Brief - Copy every line from the one containing "task: give the mask of every instance of the grass" through the end of the records, changing nothing except adding -133 to each coordinate in the polygon outlines.

Annotation records:
::::::
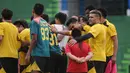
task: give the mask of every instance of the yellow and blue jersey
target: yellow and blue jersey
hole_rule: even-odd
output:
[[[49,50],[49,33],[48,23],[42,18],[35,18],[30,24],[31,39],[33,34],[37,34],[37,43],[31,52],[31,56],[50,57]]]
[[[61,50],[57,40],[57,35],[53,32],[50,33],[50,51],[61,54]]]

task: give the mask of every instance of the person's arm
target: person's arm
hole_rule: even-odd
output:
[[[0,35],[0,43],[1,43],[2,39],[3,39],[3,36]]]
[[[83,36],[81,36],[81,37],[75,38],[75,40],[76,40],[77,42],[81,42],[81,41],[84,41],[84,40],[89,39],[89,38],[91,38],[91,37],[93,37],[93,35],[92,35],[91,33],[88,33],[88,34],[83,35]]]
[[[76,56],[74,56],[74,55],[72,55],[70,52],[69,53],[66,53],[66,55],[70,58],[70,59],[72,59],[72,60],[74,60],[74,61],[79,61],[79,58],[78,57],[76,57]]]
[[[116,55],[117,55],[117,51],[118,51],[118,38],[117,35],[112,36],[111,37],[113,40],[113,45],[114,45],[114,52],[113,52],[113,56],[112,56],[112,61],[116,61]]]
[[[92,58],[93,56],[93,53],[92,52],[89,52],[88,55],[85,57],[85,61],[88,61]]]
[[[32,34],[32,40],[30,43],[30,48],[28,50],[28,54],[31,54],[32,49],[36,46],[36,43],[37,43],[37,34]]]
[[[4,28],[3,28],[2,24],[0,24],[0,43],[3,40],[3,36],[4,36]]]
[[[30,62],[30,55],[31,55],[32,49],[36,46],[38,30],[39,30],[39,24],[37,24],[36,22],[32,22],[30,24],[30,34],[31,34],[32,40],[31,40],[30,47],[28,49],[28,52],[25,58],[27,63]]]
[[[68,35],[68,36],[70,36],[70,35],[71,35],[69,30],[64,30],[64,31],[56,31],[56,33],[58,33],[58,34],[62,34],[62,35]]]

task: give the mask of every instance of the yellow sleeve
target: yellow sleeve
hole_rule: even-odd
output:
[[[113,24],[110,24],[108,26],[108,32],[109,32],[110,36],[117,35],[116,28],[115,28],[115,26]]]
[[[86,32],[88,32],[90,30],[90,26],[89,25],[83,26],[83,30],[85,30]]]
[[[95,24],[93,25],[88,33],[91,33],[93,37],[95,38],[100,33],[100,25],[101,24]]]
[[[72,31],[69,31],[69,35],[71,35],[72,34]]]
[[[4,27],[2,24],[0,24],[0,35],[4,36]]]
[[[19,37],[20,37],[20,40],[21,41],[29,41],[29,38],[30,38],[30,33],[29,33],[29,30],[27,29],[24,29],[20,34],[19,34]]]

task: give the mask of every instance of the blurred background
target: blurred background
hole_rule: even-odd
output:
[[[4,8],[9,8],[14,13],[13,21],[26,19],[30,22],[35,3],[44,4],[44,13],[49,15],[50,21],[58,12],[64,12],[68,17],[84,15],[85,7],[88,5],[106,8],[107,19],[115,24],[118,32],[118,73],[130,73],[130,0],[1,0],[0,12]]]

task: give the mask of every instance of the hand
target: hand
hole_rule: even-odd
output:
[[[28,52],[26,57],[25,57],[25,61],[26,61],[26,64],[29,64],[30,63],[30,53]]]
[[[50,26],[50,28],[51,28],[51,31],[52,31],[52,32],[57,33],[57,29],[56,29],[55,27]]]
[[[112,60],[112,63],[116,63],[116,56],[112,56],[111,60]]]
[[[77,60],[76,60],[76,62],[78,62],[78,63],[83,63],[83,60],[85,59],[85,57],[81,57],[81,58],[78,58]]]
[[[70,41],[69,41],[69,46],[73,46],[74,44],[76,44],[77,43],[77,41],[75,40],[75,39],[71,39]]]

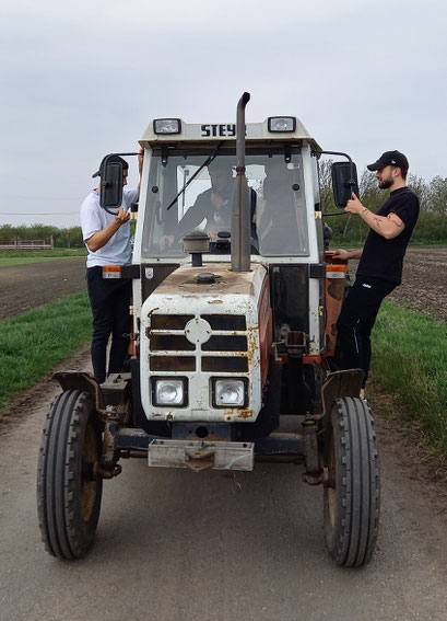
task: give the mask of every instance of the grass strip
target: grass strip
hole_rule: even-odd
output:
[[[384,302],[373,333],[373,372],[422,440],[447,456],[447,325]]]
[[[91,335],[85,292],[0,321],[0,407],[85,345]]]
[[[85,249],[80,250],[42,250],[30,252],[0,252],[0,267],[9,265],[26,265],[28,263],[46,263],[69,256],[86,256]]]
::::::
Answer to this task -
task: give the mask of every instance of the grass strip
target: grass strip
hole_rule: even-odd
output:
[[[251,169],[240,200],[240,239],[289,307],[314,323],[314,192]]]
[[[-42,202],[-48,159],[-133,188],[-133,274],[-48,212]]]
[[[-48,116],[-53,117],[-91,117],[-103,119],[-133,119],[-133,134],[-124,132],[-107,132],[-105,130],[-87,130],[-64,123],[-47,123]]]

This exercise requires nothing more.